START GIVEN ENTRIES

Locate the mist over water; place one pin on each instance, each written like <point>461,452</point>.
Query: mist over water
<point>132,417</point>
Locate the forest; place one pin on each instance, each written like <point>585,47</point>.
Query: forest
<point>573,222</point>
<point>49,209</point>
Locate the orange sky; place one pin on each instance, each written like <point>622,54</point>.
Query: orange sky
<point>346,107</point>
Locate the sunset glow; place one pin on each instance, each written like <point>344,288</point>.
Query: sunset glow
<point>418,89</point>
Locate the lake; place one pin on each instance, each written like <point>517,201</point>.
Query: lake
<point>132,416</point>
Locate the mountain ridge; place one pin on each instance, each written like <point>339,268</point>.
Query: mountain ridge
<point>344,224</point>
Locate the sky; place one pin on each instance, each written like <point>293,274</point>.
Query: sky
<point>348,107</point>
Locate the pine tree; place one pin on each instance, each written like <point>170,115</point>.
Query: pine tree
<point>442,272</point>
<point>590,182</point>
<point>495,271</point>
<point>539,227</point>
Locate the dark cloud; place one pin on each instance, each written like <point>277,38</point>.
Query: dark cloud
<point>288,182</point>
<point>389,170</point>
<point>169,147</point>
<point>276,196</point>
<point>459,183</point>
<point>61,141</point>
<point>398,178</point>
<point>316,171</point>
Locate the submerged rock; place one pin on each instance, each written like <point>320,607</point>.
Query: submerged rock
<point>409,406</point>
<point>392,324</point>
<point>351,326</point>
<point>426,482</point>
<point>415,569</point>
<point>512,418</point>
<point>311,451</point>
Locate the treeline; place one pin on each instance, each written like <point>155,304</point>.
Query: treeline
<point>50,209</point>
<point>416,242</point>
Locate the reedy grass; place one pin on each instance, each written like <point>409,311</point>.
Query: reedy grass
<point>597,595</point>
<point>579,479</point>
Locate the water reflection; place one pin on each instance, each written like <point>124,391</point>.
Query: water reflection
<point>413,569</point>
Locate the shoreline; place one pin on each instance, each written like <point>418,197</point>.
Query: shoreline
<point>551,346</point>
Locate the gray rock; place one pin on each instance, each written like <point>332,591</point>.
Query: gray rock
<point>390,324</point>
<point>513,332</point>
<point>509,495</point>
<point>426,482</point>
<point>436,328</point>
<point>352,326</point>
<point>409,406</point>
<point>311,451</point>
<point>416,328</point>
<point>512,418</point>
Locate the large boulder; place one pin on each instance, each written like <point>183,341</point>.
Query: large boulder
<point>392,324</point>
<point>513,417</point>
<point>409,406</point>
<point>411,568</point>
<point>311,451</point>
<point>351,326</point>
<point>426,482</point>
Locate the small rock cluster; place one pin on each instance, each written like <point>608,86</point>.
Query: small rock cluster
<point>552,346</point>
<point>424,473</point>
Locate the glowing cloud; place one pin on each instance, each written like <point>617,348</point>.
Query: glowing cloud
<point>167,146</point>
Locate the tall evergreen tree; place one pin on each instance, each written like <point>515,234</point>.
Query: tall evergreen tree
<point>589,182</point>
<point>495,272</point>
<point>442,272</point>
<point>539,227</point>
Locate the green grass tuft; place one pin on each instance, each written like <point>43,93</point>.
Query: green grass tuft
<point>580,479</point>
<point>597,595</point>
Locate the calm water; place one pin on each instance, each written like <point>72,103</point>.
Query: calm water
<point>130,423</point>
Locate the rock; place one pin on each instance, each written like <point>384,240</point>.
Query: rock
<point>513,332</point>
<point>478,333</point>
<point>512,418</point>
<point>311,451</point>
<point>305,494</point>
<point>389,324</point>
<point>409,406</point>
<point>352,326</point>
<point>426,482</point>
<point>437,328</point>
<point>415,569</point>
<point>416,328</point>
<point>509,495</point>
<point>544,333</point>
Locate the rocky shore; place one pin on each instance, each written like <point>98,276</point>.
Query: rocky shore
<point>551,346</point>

END GIVEN ENTRIES

# [AIM OF THE EXERCISE]
Retype every line up to and including the one that contains "Locate the forest;", beginning at the first line of the records, with no edits.

# [OUTPUT OF THE TASK]
Locate the mist over water; place one pin on each instance, each written like <point>461,452</point>.
Query: mist over water
<point>132,417</point>
Locate the forest; place one pin on each instance, each written like <point>585,47</point>.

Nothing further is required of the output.